### TASK TO COMPLETE
Quote each line of the material verbatim, without the pictures.

### EXERCISE INPUTS

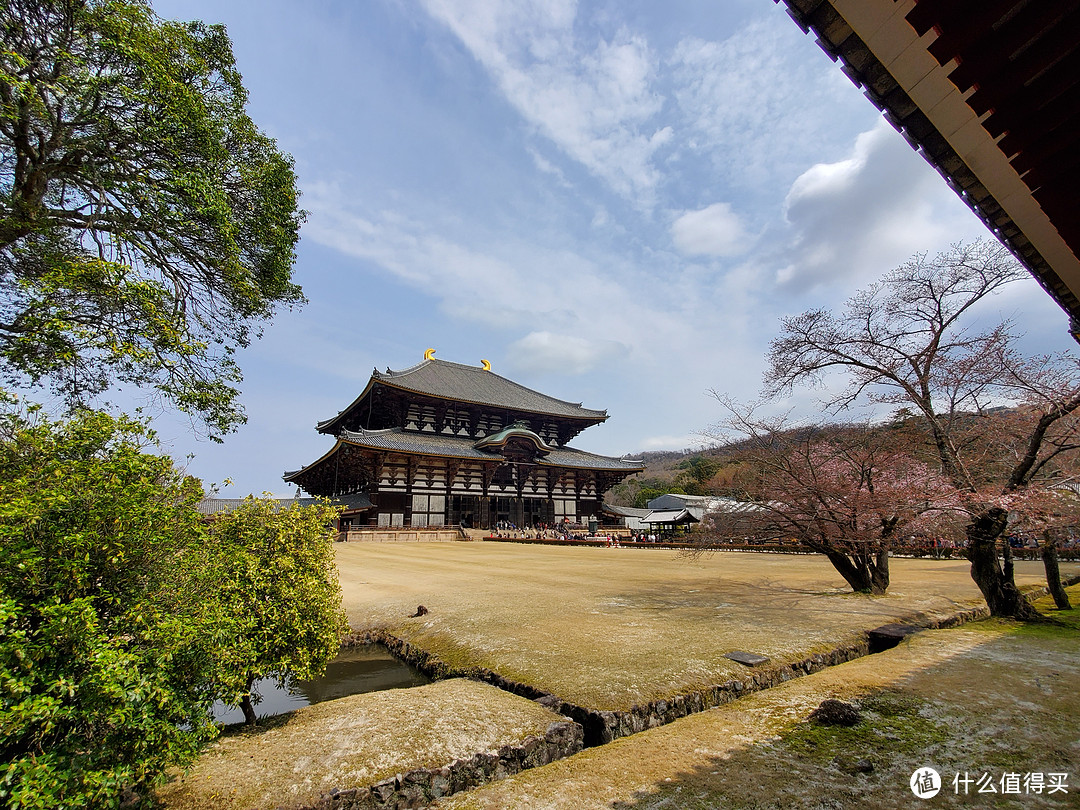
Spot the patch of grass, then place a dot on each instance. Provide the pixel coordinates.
(894, 724)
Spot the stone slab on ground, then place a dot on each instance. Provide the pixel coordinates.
(610, 629)
(410, 743)
(747, 659)
(989, 698)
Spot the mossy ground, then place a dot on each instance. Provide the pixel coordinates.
(611, 628)
(599, 624)
(353, 742)
(989, 698)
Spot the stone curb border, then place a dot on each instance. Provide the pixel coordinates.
(601, 727)
(423, 785)
(586, 727)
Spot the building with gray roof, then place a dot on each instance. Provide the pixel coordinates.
(444, 443)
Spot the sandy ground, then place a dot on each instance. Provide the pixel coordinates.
(606, 626)
(610, 628)
(990, 699)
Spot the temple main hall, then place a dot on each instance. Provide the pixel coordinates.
(445, 444)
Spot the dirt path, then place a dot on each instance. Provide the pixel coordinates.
(991, 699)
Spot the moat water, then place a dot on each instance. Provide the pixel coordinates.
(366, 669)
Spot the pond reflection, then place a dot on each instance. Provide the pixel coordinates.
(366, 669)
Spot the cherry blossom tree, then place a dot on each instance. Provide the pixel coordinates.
(847, 491)
(906, 340)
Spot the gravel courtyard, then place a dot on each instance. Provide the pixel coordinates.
(611, 628)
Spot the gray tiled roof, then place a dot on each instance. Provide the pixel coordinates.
(432, 444)
(474, 385)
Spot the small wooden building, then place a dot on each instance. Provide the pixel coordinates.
(448, 444)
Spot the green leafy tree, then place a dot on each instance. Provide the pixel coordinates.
(147, 227)
(105, 633)
(279, 589)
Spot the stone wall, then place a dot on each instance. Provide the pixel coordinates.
(423, 785)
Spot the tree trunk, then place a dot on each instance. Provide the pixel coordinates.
(1053, 575)
(855, 576)
(1000, 592)
(246, 706)
(879, 572)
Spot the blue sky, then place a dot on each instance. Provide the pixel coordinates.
(612, 202)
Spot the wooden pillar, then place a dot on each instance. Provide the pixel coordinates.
(409, 478)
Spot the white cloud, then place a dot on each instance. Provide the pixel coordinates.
(715, 230)
(594, 103)
(755, 106)
(855, 218)
(545, 352)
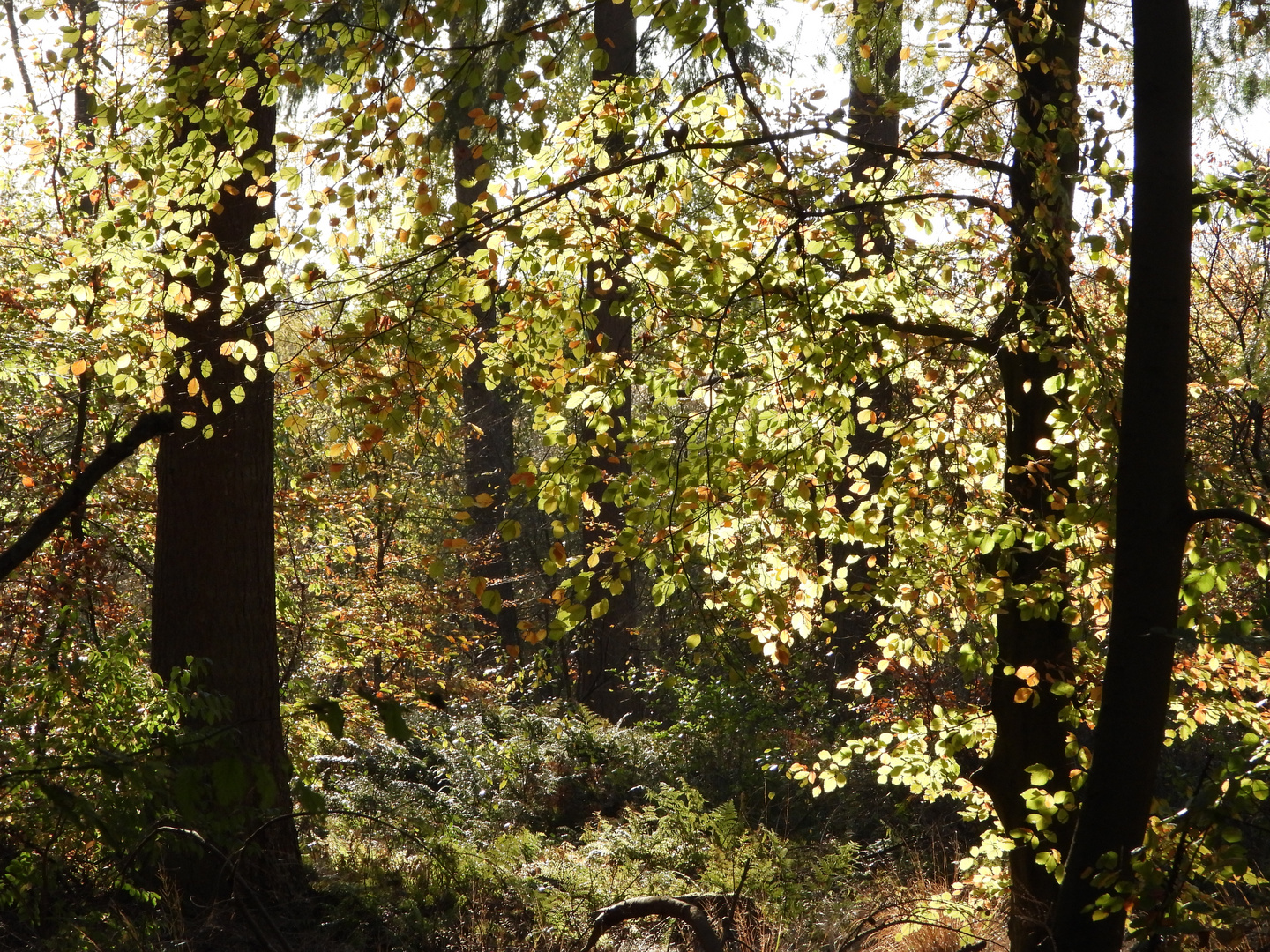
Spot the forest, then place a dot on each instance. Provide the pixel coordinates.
(557, 476)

### FULL ANSWER
Spot the patch of grass, then place a dot on each instance. Provide the pixel coordinates.
(894, 724)
Spot the stone slab on ground, then place a dot on each instance. Provide the pixel coordinates.
(610, 629)
(410, 743)
(747, 659)
(989, 698)
Spot the mossy ground, then place a dot on each instance. Provide the pixel coordinates.
(611, 628)
(599, 624)
(353, 742)
(989, 698)
Spot the stone curb border, then place a dot on each instance. Provide the pixel coordinates.
(601, 727)
(423, 785)
(586, 727)
Spot the building with gray roof, then place a dot on each instance. Provide the pixel coordinates.
(444, 443)
Spot the sandy ground, then place a dot on each instance. Provide the pixel coordinates.
(606, 626)
(610, 628)
(990, 699)
Spot the temple main hall, then place a dot on each instance. Provide the pixel coordinates.
(445, 444)
Spot the dirt path, then place a dot on each instance. Provide the pixel coordinates.
(991, 699)
Spot the moat water, then place a dot on each instance. Provide the pixel coordinates.
(366, 669)
Spot the pond reflection, then place a dot on each instance. Provide the pixel coordinates.
(366, 669)
Spot the cherry blossom tree, then place a dot on each instance. Provide the pixel coordinates.
(847, 491)
(906, 340)
Spot the gravel courtyard, then place a dot on each instance. Provide the pixel coordinates.
(611, 628)
Spot the gray tiled roof, then place a dot on each instance. Provide the pixel coordinates.
(432, 444)
(474, 385)
Spot the small wooden building, then place a dot on each instance. Provide the pixel coordinates.
(448, 444)
Spot the green leafy tree, then place a dot on each instance. Provide the pixel coordinates.
(147, 227)
(105, 633)
(279, 589)
Spot the stone wall, then place a dot on each instance. Provide the pixel coordinates.
(423, 785)
Spot the tree trunk, then place a dot on each instance. Provide the pixel coordinates.
(1053, 575)
(855, 576)
(1000, 592)
(246, 706)
(879, 572)
Spot the blue sky, then place a dot on each instance. Provide the pixel coordinates.
(612, 202)
Spot the wooden pillar, then place a dot on each instance. Provide the pixel coordinates.
(409, 478)
Spot the white cloud, then place a dot on each instance. Provide the pixel coordinates.
(715, 230)
(594, 103)
(755, 106)
(855, 218)
(545, 352)
Spot the forest, then place a dot on each instance. Provide the pixel coordinates.
(557, 476)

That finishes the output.